■ Position identification records ■
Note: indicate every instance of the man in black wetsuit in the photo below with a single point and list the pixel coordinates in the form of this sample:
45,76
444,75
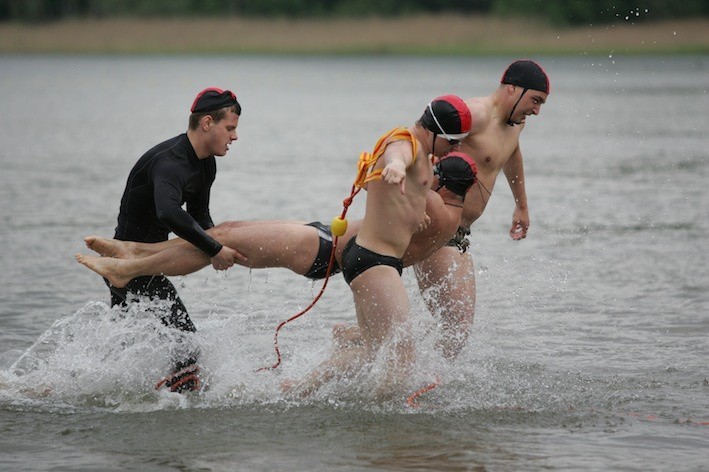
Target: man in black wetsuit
178,171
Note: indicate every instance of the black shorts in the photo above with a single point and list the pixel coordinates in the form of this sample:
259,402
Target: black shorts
356,260
460,240
319,268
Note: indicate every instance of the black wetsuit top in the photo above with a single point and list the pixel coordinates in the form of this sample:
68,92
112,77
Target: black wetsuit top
164,178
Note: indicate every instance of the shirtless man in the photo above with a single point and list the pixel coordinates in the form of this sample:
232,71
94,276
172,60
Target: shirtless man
303,248
493,142
373,260
398,175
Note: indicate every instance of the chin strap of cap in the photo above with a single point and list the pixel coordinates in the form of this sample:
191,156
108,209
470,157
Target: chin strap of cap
509,118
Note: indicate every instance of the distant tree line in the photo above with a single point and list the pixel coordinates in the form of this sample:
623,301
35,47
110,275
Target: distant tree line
572,12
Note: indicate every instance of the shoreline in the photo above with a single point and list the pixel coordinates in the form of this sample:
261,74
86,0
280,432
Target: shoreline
414,35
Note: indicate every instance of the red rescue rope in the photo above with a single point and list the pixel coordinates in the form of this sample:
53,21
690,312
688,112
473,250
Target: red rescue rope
346,204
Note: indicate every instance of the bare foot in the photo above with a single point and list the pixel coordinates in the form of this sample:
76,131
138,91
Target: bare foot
111,247
345,335
106,267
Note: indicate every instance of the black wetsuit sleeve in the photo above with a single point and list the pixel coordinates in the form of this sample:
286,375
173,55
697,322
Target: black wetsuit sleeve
168,198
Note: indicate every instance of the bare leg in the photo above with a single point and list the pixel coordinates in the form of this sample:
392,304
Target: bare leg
447,281
120,249
274,244
382,307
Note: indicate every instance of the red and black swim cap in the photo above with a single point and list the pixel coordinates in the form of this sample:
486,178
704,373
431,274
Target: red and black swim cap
456,171
447,115
526,74
212,99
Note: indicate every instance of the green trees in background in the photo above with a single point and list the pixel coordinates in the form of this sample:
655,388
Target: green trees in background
560,12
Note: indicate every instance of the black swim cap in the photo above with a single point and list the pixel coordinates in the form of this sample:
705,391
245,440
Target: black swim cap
456,171
526,74
449,116
212,99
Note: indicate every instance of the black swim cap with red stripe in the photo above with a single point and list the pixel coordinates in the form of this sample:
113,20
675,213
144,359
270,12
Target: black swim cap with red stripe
448,115
214,98
456,171
526,74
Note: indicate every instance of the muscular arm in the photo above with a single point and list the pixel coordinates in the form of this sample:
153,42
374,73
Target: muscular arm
514,172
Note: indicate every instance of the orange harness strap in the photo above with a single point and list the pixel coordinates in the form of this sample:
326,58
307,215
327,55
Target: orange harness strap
367,160
364,174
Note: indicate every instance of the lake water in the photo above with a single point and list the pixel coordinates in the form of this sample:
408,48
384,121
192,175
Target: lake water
590,346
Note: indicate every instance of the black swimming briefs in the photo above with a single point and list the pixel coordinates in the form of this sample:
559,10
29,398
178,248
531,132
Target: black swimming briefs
357,259
319,268
460,240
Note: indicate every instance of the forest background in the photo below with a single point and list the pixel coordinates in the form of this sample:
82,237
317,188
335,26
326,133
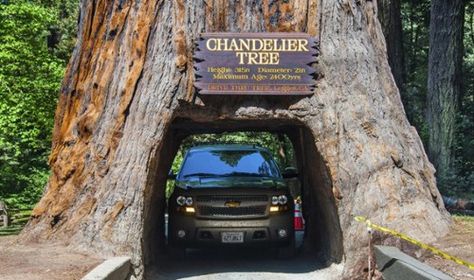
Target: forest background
430,48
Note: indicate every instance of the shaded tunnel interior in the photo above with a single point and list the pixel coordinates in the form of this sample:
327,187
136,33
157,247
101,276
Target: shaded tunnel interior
323,236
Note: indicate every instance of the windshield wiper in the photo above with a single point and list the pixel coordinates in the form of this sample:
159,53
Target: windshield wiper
250,174
200,175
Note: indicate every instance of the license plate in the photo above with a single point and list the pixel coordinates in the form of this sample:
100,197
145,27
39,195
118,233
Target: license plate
232,237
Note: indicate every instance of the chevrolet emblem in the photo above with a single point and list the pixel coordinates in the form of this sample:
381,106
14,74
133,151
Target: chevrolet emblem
232,204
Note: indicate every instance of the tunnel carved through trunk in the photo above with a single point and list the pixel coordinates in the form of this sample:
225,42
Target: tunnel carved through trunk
131,76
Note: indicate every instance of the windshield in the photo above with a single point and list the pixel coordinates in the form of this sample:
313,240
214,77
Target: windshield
229,163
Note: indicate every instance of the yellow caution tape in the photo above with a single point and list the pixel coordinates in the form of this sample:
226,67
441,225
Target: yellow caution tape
414,241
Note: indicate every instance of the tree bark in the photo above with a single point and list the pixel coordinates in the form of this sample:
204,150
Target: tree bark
129,85
390,19
444,80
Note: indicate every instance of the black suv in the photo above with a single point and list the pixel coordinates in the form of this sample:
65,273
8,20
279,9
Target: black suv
231,195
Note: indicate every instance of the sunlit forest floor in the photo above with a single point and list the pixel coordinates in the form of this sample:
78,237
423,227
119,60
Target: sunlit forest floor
36,261
459,243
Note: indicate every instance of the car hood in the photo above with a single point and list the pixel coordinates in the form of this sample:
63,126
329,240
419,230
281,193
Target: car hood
230,182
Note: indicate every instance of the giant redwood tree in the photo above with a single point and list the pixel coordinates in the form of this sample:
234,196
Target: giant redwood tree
444,80
128,99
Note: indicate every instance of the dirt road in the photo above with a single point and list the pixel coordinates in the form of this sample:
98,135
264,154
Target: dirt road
240,264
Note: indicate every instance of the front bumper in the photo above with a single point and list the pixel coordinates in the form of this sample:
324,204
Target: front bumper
208,232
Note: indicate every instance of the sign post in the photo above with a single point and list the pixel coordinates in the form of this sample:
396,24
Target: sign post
255,63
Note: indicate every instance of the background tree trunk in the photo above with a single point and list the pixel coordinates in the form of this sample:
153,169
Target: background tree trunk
444,80
390,19
131,78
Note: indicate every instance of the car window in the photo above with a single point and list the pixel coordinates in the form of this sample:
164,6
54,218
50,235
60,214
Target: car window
229,163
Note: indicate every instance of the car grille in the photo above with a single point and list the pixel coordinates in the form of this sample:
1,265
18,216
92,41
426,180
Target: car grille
232,212
224,198
249,206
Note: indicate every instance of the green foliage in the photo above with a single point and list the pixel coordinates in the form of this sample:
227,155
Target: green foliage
415,22
31,70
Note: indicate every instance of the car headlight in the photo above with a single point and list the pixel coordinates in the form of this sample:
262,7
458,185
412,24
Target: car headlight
189,201
181,200
275,200
282,199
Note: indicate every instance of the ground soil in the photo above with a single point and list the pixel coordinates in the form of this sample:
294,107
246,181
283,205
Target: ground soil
40,261
459,243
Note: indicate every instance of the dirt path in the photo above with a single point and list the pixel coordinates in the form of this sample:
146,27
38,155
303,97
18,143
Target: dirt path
459,243
55,262
39,262
261,264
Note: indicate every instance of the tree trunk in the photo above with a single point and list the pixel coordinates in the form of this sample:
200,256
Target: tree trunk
390,19
444,80
127,102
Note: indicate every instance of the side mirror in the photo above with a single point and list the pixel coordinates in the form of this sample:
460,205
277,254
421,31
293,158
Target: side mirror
171,175
290,172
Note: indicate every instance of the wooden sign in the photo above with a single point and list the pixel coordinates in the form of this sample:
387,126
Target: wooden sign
255,63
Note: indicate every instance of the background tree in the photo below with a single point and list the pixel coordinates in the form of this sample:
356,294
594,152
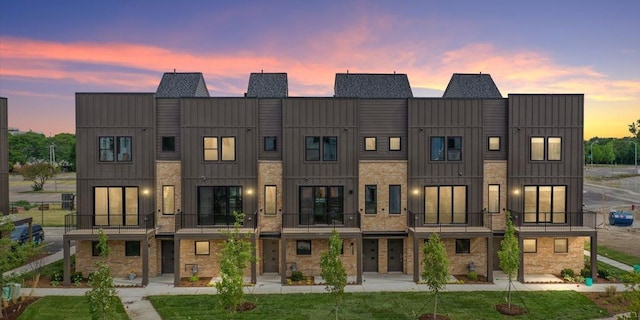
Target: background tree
39,173
236,253
509,255
102,296
332,270
435,267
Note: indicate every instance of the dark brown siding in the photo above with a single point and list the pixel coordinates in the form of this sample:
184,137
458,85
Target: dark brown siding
168,125
320,117
115,114
445,117
4,152
220,117
546,116
495,113
270,115
383,118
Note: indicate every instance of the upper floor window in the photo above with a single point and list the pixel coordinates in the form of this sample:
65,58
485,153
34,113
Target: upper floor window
452,149
494,143
370,144
223,148
325,146
115,148
394,144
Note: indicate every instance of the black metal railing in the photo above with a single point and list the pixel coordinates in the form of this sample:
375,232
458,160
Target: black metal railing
549,221
214,221
117,223
325,220
465,222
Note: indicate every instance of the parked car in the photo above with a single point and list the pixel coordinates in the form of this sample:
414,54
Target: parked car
21,233
620,218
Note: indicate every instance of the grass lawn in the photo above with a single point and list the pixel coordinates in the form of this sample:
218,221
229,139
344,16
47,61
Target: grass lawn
64,308
384,305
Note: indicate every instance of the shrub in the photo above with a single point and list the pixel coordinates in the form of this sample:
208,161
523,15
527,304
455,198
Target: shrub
296,275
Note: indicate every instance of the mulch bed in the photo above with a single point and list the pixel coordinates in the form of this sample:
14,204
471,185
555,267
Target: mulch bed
515,310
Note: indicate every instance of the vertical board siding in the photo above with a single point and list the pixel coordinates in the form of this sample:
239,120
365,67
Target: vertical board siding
220,117
552,115
168,125
270,122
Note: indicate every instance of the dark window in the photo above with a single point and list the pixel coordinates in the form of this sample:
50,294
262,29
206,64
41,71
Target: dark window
168,144
370,199
394,199
463,245
132,248
216,205
270,144
303,247
321,205
370,144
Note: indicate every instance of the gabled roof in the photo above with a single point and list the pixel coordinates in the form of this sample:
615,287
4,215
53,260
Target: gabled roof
268,85
182,84
366,85
471,85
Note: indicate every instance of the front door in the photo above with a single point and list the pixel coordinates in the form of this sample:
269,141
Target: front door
167,256
370,255
394,255
270,255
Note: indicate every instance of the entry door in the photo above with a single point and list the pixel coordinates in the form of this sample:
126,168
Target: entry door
167,256
370,255
270,255
394,255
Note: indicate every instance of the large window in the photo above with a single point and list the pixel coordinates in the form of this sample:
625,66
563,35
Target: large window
115,206
446,148
544,204
394,199
494,198
445,204
370,199
321,205
216,149
115,148
216,205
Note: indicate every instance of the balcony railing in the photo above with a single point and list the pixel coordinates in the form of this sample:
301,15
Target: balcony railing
472,222
547,221
113,223
202,222
325,220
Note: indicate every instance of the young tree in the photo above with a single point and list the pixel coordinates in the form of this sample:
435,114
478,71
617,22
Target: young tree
435,267
102,296
39,173
236,253
509,255
332,270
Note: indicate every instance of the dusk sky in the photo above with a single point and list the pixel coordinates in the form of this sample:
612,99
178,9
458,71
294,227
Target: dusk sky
49,50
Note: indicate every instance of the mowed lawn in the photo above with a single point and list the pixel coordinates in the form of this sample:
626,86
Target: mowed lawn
545,305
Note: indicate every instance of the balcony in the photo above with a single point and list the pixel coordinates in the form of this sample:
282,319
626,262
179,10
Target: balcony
303,222
475,222
554,222
76,223
212,223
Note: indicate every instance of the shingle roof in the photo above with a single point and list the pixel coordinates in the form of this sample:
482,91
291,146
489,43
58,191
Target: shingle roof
471,85
364,85
182,84
268,85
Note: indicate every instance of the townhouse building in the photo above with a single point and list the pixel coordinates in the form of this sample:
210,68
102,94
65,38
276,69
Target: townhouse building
162,174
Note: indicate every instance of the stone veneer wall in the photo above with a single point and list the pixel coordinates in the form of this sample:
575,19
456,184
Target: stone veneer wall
270,174
310,265
382,174
546,261
495,172
168,174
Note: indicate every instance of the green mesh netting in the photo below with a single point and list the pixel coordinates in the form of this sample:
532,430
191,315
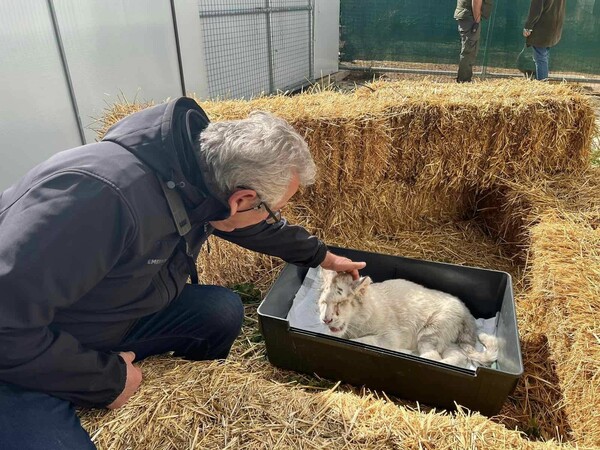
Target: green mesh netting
425,31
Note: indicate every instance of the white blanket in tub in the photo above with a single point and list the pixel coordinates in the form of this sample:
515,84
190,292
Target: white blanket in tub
304,313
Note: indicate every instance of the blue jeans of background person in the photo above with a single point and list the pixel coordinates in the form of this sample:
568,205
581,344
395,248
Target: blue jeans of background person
469,46
541,56
200,324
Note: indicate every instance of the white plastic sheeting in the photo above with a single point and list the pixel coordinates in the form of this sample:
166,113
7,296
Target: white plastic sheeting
36,113
125,48
64,61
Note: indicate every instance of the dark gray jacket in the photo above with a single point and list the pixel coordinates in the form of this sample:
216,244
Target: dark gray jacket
88,246
546,18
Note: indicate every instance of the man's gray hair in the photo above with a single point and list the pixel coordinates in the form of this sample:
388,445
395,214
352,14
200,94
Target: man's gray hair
261,152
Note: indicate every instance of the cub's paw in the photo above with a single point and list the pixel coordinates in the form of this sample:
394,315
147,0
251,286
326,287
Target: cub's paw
431,354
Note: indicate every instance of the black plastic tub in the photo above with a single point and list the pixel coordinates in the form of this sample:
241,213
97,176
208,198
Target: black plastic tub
485,292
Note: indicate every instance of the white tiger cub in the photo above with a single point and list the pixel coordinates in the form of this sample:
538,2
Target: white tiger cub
403,316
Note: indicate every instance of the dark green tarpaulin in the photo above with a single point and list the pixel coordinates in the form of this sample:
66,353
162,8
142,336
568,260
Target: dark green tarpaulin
425,31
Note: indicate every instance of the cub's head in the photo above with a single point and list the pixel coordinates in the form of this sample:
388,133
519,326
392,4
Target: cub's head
341,300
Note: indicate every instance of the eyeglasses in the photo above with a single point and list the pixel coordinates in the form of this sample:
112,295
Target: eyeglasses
274,216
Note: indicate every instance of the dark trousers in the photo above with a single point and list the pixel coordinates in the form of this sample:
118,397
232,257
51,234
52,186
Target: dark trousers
200,324
468,49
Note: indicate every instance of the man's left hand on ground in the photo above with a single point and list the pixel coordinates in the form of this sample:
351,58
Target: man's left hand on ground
342,264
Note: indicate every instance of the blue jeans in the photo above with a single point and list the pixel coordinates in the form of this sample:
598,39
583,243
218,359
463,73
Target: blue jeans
200,324
541,56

■ Instructions to follow ■
Set down, word for word, only the lines running from the line with "Note: indicate every instance of the eyeglasses" to the last line of the listing above. Both of those lines belong in your answer.

■ Full solution ■
Note: indicate every instance of the eyeglasses in the photo above with a single point and list the pixel coordinates in the form of this sample:
112,295
Target: eyeglasses
274,216
Note: indicate every instance of the dark trousers in the photo above with a single point and list the pixel coordinates in the form of this sample:
118,397
232,257
51,234
52,186
Target: dark trousers
200,324
468,49
Note: indicate every instance of the man's left hand on ground in the photo above with a single point and list the pixel coordinates in the form of this sample:
351,58
Target: man's left hand on ground
342,264
Note: indicate every instance of the blue jeans in the photo above with a single point and list the pixel coordinates in the form of this sample:
598,39
583,243
218,359
463,73
Target: blue jeans
200,324
541,56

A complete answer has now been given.